Exercise requirements: Transcribe each line of the records below exactly, excluding any embedded images.
Content starts
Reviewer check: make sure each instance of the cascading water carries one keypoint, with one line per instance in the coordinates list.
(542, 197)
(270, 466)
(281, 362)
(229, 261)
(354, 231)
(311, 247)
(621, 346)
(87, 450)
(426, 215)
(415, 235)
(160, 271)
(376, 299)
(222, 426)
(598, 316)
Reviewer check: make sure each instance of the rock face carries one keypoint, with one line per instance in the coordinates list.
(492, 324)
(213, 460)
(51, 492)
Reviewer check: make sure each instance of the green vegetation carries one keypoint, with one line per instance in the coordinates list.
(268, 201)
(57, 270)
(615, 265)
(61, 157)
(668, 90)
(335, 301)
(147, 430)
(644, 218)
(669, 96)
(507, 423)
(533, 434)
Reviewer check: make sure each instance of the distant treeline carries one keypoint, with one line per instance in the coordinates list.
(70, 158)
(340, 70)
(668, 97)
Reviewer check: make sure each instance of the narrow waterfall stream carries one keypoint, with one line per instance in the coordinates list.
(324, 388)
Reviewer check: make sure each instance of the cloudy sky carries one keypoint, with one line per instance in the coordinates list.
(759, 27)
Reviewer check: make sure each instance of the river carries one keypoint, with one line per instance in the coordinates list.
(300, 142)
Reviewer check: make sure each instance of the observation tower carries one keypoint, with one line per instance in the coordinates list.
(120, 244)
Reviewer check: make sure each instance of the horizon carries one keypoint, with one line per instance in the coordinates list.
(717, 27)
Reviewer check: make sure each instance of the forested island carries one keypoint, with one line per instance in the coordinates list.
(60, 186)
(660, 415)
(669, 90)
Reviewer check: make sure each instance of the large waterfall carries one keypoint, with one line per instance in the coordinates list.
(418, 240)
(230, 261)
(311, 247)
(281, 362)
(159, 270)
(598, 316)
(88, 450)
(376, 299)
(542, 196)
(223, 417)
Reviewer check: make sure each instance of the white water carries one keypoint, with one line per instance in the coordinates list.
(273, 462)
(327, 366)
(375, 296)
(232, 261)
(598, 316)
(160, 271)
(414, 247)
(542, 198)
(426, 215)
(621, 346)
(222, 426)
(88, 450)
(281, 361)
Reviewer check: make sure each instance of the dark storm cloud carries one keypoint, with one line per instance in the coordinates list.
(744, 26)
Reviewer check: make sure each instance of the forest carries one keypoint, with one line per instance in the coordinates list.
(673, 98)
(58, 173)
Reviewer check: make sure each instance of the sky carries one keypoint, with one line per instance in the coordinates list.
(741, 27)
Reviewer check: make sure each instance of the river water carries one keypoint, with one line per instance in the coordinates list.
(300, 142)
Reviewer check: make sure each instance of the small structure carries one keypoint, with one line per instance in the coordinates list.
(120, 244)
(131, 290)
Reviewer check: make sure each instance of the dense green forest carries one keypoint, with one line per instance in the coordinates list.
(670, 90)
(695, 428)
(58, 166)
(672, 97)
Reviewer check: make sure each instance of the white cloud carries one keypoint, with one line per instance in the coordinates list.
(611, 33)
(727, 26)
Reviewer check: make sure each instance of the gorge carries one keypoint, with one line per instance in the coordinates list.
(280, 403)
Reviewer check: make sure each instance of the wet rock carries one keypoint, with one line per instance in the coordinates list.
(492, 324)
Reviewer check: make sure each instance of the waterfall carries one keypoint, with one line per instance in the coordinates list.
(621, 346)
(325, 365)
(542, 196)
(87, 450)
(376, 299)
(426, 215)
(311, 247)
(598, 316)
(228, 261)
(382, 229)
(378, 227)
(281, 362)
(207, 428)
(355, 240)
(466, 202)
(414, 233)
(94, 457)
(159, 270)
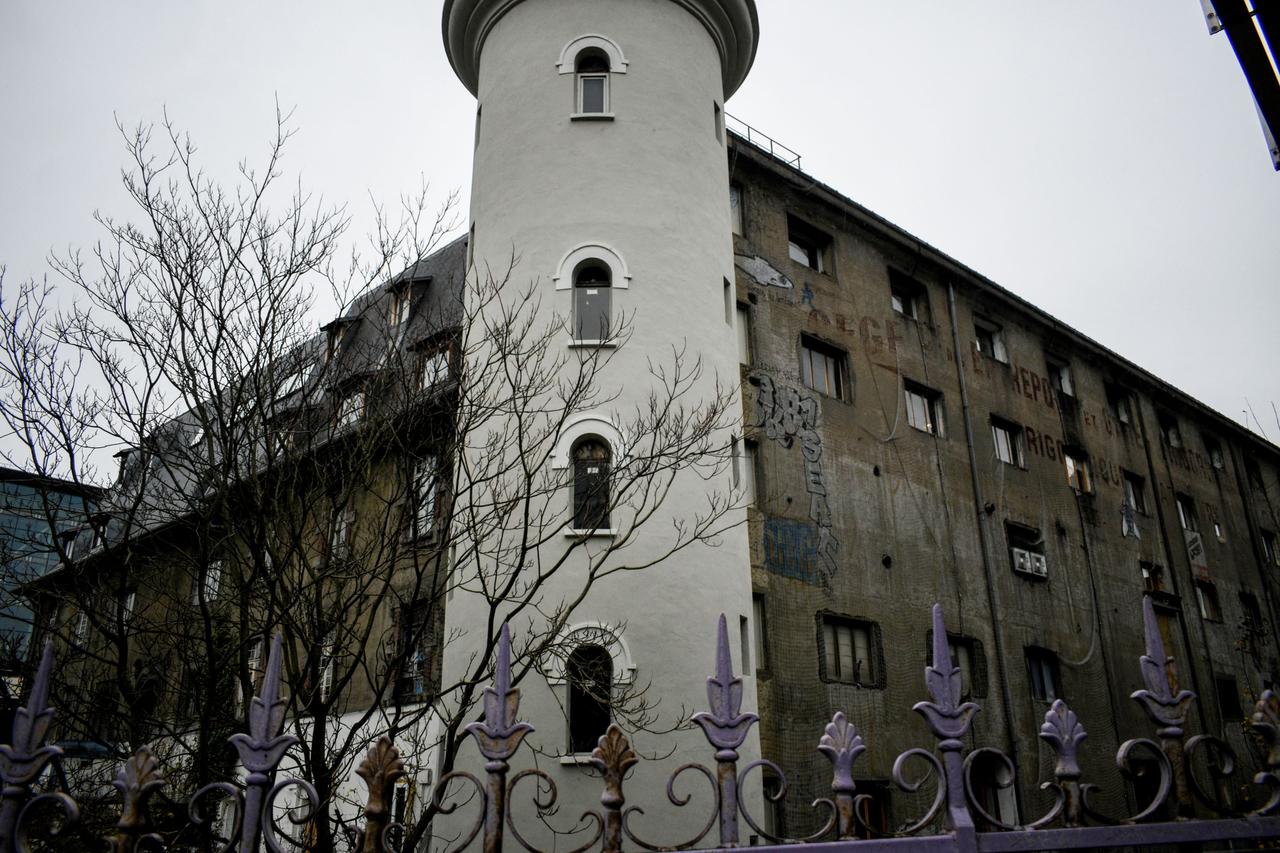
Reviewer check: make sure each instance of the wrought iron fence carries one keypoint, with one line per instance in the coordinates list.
Content ends
Solution to the exercise:
Reviewer check: make sure each instance of the cascading water carries one keypoint, with one line per instance in the coordinates list.
(542, 197)
(270, 466)
(281, 362)
(229, 261)
(354, 231)
(311, 247)
(621, 346)
(87, 450)
(426, 215)
(415, 235)
(160, 271)
(376, 299)
(222, 426)
(598, 316)
Reviewer check: make sure each instance of the rock face carries one keypoint, with one line per instance in the coordinates list.
(492, 324)
(213, 460)
(51, 492)
Reviewer check: make sure each instance of the green vegetation carries one keypoint, with one line per instance in the coordinates list.
(268, 201)
(57, 270)
(615, 265)
(61, 157)
(668, 90)
(335, 301)
(147, 430)
(644, 218)
(669, 96)
(507, 423)
(533, 434)
Reviewer check: make sure each instance of the distant treeline carries one keypoint, with one line per instance in the coordinates list.
(70, 158)
(340, 70)
(668, 97)
Reviewer check: make sure each instance of the narrow waterfall stream carries one keypoint, with one line per instance in the coordinates list.
(324, 388)
Reviewer check: make sure each instance of the cloudy sky carries one keypoint, with one line per instance in the coordinates list.
(759, 27)
Reviewer check: make sure each instance of the river carries one keypoint, with one line per instance in the coordinates list.
(300, 142)
Reviewer check: make sure each instance of the observation tower carries one keypoint, with one line per instance in the coordinates list.
(120, 244)
Reviewer check: make sure each instance of the horizon carries one keypoint, with one line per instance in the coordinates list.
(717, 27)
Reviewer check: make sure each instance of the forested island carries one keypoint, with one line per instance in the coordinates list.
(60, 186)
(660, 415)
(669, 90)
Reviewer check: make sure each instance of the large waterfall carries one keypoint, with one line per instance in the coordinates list.
(418, 240)
(230, 261)
(311, 247)
(281, 362)
(159, 270)
(598, 316)
(88, 450)
(376, 299)
(542, 196)
(223, 417)
Reviewer check: make sure each instance of the white water carries one keypoint, with one line per instance in the coordinates list.
(273, 462)
(327, 366)
(375, 296)
(232, 261)
(598, 316)
(160, 271)
(414, 247)
(542, 198)
(426, 215)
(621, 346)
(222, 426)
(88, 450)
(281, 361)
Reviewer check: make sure each instance of the dark storm cloud carries one keypoint, with one line per instance in the coordinates list.
(744, 26)
Reviewer check: make sure each instance of the forest carries one keypoint, with one line per instance in the coordinates list.
(673, 98)
(58, 173)
Reviewer check: make sure each instance of the sky carries one keypoint, with one line per instance in the coordinates list.
(741, 27)
Reviewer check: make sure each instance of the river water carries one keypoint, with one line per instance in the coordinates list.
(300, 142)
Reviewer check: make sure each instance of the small structure carries one keypoint, with one line per instance in the coordinates list.
(120, 244)
(131, 290)
Reviewer check: make sure each instance of the dense green forest carries one keypoint, with one line per instance in the coordinates list.
(670, 90)
(695, 428)
(58, 166)
(672, 97)
Reviewer check: make sure each instance of the white cloud carries one keypoint, with one line per instance in the coordinates list.
(611, 33)
(727, 26)
Reviewer check: make sure each instance of the gorge carries one keypoint, with one line per instance in the coordinates list.
(280, 403)
Reviewer check: make sure each instance of the wet rock carries one keypoint, with one line per instance in the coordinates list.
(492, 324)
Reviewer check: make sure each instance of the waterfall carries one keypoint, with one line per instance in the coordinates list.
(621, 346)
(325, 365)
(542, 196)
(87, 450)
(376, 299)
(426, 215)
(311, 247)
(598, 316)
(228, 261)
(382, 229)
(378, 227)
(281, 362)
(207, 428)
(355, 240)
(466, 202)
(414, 233)
(94, 457)
(159, 270)
Reviewer check: make sure each instance of the wrought iron fence carries one keypoint, with one line per instance in the coordinates list.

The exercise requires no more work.